- [WHAT YOU ARE ASKED TO DO] Pick each line containing the word "write" out of the data below.

- [AVAILABLE RECORDS]
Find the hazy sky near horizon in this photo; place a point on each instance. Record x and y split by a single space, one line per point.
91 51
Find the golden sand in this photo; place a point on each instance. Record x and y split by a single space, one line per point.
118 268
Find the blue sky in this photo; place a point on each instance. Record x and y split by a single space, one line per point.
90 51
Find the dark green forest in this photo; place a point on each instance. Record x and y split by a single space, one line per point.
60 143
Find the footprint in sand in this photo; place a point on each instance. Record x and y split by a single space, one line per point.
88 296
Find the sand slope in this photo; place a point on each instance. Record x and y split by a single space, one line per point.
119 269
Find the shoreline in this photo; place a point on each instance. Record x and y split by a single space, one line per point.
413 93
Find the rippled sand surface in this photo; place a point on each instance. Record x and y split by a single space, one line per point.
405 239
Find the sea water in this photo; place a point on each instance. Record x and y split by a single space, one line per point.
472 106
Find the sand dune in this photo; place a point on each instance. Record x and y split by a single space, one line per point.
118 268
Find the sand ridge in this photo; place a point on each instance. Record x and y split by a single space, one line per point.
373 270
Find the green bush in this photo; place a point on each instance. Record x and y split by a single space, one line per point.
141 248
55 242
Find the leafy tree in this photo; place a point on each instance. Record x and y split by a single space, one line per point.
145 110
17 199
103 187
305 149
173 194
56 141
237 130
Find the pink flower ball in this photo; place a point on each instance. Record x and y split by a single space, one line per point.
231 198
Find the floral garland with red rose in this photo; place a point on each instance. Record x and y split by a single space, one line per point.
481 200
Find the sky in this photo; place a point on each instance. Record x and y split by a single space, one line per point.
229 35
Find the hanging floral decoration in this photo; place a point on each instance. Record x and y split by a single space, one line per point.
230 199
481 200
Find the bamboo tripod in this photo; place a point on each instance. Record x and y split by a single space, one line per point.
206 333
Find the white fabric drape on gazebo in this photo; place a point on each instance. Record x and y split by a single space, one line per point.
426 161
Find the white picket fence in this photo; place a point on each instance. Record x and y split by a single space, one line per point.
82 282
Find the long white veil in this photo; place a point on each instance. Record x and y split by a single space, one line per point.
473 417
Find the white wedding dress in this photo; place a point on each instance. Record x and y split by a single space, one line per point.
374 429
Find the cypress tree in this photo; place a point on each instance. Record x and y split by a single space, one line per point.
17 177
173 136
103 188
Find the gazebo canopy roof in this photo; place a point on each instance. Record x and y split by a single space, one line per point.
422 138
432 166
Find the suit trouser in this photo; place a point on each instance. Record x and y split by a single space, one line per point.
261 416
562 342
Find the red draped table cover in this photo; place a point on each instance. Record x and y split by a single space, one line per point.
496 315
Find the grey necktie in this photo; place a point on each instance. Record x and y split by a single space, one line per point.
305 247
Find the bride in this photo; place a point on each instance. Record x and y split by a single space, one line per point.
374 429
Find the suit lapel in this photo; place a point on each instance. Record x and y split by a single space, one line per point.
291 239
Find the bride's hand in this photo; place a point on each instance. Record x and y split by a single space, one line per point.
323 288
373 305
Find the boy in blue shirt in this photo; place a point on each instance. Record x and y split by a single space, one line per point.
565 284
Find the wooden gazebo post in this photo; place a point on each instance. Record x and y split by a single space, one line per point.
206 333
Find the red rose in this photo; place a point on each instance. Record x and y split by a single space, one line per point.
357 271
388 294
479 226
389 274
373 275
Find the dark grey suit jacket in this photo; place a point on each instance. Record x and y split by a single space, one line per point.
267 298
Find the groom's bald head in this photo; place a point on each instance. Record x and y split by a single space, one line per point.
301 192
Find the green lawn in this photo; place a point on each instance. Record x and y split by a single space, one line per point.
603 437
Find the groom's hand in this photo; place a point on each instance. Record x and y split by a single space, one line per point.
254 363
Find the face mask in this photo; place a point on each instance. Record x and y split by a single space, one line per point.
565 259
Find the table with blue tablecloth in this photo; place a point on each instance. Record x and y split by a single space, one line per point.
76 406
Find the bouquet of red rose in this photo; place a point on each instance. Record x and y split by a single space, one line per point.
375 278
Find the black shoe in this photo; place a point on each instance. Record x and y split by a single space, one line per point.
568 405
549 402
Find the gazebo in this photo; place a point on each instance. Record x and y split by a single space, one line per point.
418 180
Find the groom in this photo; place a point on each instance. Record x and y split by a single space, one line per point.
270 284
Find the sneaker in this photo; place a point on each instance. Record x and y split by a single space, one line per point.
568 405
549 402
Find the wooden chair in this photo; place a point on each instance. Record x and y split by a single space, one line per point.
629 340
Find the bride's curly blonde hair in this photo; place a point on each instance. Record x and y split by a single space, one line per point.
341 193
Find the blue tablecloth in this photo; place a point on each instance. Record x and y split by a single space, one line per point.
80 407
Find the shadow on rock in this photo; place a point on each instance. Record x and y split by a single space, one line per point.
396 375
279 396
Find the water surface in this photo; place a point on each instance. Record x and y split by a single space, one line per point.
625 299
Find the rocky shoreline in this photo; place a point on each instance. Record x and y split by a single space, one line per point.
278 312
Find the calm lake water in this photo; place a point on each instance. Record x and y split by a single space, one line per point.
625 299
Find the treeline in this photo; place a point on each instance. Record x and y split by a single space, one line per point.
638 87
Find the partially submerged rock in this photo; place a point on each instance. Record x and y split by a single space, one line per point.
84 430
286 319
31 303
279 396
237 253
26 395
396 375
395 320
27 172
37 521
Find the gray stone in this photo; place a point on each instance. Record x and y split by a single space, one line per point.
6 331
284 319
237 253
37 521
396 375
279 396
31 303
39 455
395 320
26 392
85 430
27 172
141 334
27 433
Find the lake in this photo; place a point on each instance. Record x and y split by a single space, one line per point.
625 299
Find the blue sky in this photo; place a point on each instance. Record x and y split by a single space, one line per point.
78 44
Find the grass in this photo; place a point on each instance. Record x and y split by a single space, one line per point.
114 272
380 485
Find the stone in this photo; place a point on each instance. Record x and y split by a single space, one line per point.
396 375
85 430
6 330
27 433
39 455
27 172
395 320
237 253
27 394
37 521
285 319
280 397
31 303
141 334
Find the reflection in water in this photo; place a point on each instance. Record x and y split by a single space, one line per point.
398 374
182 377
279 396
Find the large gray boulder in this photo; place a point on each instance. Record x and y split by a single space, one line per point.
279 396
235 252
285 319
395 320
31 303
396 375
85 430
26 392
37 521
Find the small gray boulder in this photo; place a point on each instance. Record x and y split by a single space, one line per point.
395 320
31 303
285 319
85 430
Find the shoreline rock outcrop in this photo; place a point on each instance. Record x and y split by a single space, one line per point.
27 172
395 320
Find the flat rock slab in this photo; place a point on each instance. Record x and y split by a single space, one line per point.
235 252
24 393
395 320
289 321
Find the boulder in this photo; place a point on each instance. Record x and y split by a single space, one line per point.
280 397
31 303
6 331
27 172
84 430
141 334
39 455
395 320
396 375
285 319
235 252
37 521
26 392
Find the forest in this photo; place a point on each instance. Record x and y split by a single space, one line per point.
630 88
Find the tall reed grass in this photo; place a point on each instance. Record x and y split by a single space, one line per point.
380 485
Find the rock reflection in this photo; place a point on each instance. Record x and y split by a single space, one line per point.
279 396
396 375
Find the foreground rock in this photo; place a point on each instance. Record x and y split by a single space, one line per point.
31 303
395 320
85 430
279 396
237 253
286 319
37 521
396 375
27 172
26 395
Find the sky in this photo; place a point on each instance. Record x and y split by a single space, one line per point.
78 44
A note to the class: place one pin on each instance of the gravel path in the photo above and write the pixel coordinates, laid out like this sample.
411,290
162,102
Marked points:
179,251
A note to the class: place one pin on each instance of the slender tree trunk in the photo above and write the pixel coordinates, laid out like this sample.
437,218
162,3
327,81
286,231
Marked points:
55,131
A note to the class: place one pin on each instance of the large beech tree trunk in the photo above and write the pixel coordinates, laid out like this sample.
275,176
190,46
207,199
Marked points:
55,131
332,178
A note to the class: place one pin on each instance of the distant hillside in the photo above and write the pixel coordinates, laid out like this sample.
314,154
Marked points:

- [SOLUTION FOR THIS TASK]
A note to the class: place one pin on each instance of the gravel path in the photo above and write the pixel coordinates, laid out like this sample.
A note to the class: place one pin on each instance of the slender tree trunk in the photo above and write the pixel coordinates, laid out like this sample.
A note to the class: place one pin on each instance of the large beech tree trunk in the photo above and write the pixel coordinates, laid out like this sample.
A note to the class: place one pin on each instance of the distant hillside in the photo above and write the pixel coordinates, laid out like this sample.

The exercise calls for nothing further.